## Stored data
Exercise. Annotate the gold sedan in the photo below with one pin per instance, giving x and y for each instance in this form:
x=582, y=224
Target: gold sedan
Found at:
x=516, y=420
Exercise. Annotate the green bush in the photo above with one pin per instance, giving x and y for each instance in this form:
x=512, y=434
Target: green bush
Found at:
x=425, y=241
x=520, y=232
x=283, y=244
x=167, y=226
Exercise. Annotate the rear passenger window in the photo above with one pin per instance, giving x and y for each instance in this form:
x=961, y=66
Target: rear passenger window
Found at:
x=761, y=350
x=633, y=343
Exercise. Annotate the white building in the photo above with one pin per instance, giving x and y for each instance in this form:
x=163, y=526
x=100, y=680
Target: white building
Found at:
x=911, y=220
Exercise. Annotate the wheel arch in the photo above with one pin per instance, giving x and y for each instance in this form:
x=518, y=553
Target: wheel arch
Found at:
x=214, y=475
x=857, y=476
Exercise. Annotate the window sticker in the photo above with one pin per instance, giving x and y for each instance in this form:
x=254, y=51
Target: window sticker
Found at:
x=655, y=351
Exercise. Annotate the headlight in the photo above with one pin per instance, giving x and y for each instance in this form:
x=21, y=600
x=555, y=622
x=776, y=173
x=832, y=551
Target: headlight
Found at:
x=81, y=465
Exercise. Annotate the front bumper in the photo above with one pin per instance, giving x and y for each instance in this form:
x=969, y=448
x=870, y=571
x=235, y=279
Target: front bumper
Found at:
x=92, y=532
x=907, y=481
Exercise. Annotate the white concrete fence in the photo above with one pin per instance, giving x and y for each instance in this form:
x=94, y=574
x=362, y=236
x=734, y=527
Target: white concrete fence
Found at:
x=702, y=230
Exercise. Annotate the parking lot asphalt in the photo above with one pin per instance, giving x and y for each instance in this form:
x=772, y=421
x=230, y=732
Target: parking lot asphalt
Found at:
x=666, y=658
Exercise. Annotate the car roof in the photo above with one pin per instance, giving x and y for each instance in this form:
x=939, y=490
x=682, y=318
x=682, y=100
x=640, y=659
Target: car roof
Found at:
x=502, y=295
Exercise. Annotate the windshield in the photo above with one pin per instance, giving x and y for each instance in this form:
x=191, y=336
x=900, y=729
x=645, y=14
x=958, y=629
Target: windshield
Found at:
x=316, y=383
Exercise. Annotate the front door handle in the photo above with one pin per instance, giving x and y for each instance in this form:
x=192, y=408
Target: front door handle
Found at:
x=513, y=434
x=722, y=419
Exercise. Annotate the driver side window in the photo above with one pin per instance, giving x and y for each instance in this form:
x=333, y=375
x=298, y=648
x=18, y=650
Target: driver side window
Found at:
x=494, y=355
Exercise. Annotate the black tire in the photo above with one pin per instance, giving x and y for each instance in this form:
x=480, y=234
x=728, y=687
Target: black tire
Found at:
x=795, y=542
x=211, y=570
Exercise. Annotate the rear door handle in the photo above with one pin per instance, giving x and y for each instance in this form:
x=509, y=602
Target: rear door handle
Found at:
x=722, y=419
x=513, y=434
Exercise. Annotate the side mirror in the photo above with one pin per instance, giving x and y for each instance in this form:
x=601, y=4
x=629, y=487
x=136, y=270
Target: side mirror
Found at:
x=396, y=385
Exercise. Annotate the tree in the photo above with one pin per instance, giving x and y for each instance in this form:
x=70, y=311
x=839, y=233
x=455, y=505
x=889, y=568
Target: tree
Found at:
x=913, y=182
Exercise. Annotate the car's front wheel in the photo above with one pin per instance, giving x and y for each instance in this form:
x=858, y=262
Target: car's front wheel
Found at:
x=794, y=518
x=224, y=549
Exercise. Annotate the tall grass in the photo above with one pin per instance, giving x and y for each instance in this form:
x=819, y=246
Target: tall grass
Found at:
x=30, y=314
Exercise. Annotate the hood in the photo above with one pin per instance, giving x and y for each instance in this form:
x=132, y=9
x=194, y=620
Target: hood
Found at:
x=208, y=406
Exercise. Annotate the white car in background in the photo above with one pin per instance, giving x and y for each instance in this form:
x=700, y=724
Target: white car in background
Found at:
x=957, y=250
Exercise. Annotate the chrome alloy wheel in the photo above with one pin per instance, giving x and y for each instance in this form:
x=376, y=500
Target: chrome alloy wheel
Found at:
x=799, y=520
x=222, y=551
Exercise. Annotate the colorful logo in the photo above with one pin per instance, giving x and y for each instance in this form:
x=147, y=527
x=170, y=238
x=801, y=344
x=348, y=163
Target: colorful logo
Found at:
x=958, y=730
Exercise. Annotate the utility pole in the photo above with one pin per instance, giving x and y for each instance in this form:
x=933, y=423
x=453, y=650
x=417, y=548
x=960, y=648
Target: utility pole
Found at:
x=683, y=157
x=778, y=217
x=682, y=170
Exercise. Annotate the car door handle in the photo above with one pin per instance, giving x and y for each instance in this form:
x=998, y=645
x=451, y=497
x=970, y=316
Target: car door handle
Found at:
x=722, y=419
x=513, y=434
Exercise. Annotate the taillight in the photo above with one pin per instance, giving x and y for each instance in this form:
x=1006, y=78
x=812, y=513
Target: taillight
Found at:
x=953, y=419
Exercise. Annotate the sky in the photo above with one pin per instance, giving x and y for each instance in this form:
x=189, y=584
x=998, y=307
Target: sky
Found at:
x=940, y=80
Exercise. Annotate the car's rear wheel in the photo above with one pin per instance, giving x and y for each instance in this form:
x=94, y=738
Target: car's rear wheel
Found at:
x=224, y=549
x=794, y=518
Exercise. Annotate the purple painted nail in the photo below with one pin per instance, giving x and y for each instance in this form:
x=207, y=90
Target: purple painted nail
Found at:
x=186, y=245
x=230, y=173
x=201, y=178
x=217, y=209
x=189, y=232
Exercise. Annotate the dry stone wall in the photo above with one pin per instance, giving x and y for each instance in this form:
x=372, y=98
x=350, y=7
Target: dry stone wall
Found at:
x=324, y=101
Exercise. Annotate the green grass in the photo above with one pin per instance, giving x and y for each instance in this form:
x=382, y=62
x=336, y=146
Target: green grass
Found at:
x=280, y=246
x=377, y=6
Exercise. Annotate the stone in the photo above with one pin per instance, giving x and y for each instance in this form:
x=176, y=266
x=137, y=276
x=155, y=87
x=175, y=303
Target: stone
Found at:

## Given exercise
Could you change each "one pin per instance" in all of the items above to "a single point per instance" and leave every other word as it is?

## Solution for this task
Exercise. Annotate the gold sedan in the photo below with a single point per instance, giving x and y for each instance in this form:
x=582, y=224
Target: gold sedan
Found at:
x=516, y=420
Exercise. Annotate the green bush in the photo above with a single point per instance, giving x and y for each instance in this form:
x=512, y=434
Target: green bush
Found at:
x=425, y=241
x=520, y=232
x=283, y=244
x=167, y=226
Exercise. Annotate the rear passenger window in the photo above with a single point per instance, giving x and y for each instance in this form:
x=961, y=66
Target: rear passenger window
Found at:
x=761, y=350
x=633, y=343
Exercise. Annotate the white building in the photo above with a single point per instance, giving x and y for each instance in this form:
x=163, y=526
x=100, y=680
Target: white building
Found at:
x=911, y=220
Exercise. Annotate the wheel arch in the photo above with a single point per instance, giving x and y for each instance in this form:
x=518, y=553
Target: wheel arch
Found at:
x=214, y=475
x=857, y=476
Exercise. Annotate the window sticker in the photo above with a single point per instance, giving x and y for each instance in this form:
x=254, y=51
Target: window sticker
Found at:
x=655, y=351
Exercise. Annotate the headlight in the photo above with a single point per instance, giving x and y for each instance in this form:
x=21, y=600
x=555, y=622
x=776, y=173
x=832, y=551
Target: headlight
Found at:
x=81, y=465
Exercise. Annotate the front bumper in the photo above with a single point per instance, giving x and y for each instance in this form:
x=969, y=448
x=870, y=571
x=235, y=279
Target: front bumper
Found at:
x=92, y=532
x=907, y=481
Exercise. Annotate the white concrete fence in the photo above with a single point per instance, giving x and y for each instance in this form:
x=94, y=574
x=362, y=236
x=734, y=527
Target: white concrete fence
Found at:
x=702, y=230
Exercise. Annotate the parking lot asphalt in the photo above with a single point per instance, giving x and y for each instance in this form:
x=772, y=421
x=230, y=732
Target: parking lot asphalt
Found at:
x=666, y=658
Exercise. Annotate the car roof in the photo above with a single point per instance, giving x and y for each instance in this form:
x=939, y=490
x=682, y=318
x=682, y=100
x=640, y=659
Target: car roof
Found at:
x=502, y=295
Exercise. Annotate the windshield in the photo above with a single point per instance, giving x and y for each instance in this form:
x=191, y=336
x=900, y=729
x=645, y=14
x=958, y=629
Target: windshield
Found at:
x=316, y=383
Exercise. Annotate the front door handle in the photo above with a single point per instance, giving x and y for each instance in this form:
x=192, y=408
Target: front door handle
Found at:
x=513, y=434
x=722, y=419
Exercise. Annotate the driver side window in the photo above with a single point per instance, giving x and y for each instance in this form:
x=333, y=375
x=298, y=648
x=18, y=650
Target: driver side window
Found at:
x=494, y=355
Exercise. Annotate the black tire in the photo above with a single point per instance, giving x and y for each instance in this form:
x=480, y=234
x=728, y=687
Target: black tire
Found at:
x=795, y=542
x=211, y=570
Exercise. Annotate the rear door handle in the photo above with a single point per instance, giving x and y for each instance in this form:
x=509, y=602
Target: rear door handle
Found at:
x=722, y=419
x=513, y=434
Exercise. Annotate the side mirror in the photo above with a single point per instance, giving x and y for each instance in this form:
x=601, y=4
x=629, y=487
x=136, y=270
Target: side mirror
Found at:
x=396, y=385
Exercise. Annotate the tree in the photo above with a single point per instance, giving x and y for each instance in this form:
x=70, y=311
x=839, y=233
x=455, y=505
x=889, y=568
Target: tree
Found at:
x=913, y=182
Exercise. Annotate the car's front wheel in the photo above with a single point per instance, giving x and y for each instance in this form:
x=858, y=262
Target: car's front wheel
Found at:
x=794, y=518
x=224, y=549
Exercise. Annotate the tall grass in the photo above with a single point per instance, giving x and y for each instance in this form:
x=819, y=246
Target: tall grass
Found at:
x=30, y=314
Exercise. Annotate the hood in the photo above with a single point per instance, giving x and y for each instance in this form:
x=132, y=9
x=194, y=620
Target: hood
Found at:
x=208, y=406
Exercise. Annotate the white car in background in the photo above with a single point per instance, giving x and y for each instance in this form:
x=700, y=724
Target: white car in background
Found at:
x=957, y=250
Exercise. Annotate the chrome alloy wheel in the photo above with a single point per instance, giving x and y for each instance in this form:
x=376, y=500
Target: chrome alloy wheel
Found at:
x=799, y=520
x=222, y=551
Exercise. Annotate the colorful logo in the photo above with a single point per instance, giving x and y for each instance in this form:
x=147, y=527
x=170, y=238
x=801, y=344
x=348, y=163
Target: colorful logo
Found at:
x=958, y=730
Exercise. Annotate the utility pole in the photo above with a single point per instance, giving x and y for each instance in this form:
x=933, y=423
x=453, y=650
x=417, y=548
x=960, y=648
Target: utility pole
Found at:
x=683, y=157
x=778, y=217
x=682, y=170
Exercise. Annotate the car door handle in the photo above with a single point per instance, giving x and y for each instance in this form:
x=998, y=645
x=451, y=497
x=970, y=316
Target: car door handle
Found at:
x=722, y=419
x=513, y=434
Exercise. Annotate the taillight in the photo above with a single point per instance, giving x and y for each instance in this form:
x=1006, y=78
x=812, y=513
Target: taillight
Found at:
x=953, y=419
Exercise. Annotate the sky in the photo above with a single point per instance, giving x and y for each instance in this form:
x=189, y=584
x=998, y=307
Target: sky
Found at:
x=940, y=80
Exercise. Annotate the car's rear wheel in the photo above with a single point per instance, giving x and y for each instance in this form:
x=94, y=738
Target: car's rear wheel
Found at:
x=224, y=549
x=794, y=518
Exercise. Annotate the purple painted nail in the photo below with a single point per instance, giving x and y for each instance in this form:
x=207, y=90
Target: purple painted nail
Found at:
x=186, y=245
x=230, y=173
x=201, y=178
x=217, y=209
x=189, y=232
Exercise. Annotate the dry stone wall in the photo above with a single point per instance, giving x and y for each instance in this form:
x=372, y=98
x=350, y=7
Target: dry stone wall
Found at:
x=324, y=101
Exercise. Annotate the green grass in the photo above with a single point per instance, giving x and y for each instance in this form:
x=382, y=62
x=336, y=146
Target: green grass
Found at:
x=280, y=246
x=377, y=6
Exercise. Annotate the stone in the photo above with a single point per instance, giving x and y for each instance in this form:
x=176, y=266
x=137, y=276
x=155, y=87
x=175, y=303
Target: stone
Found at:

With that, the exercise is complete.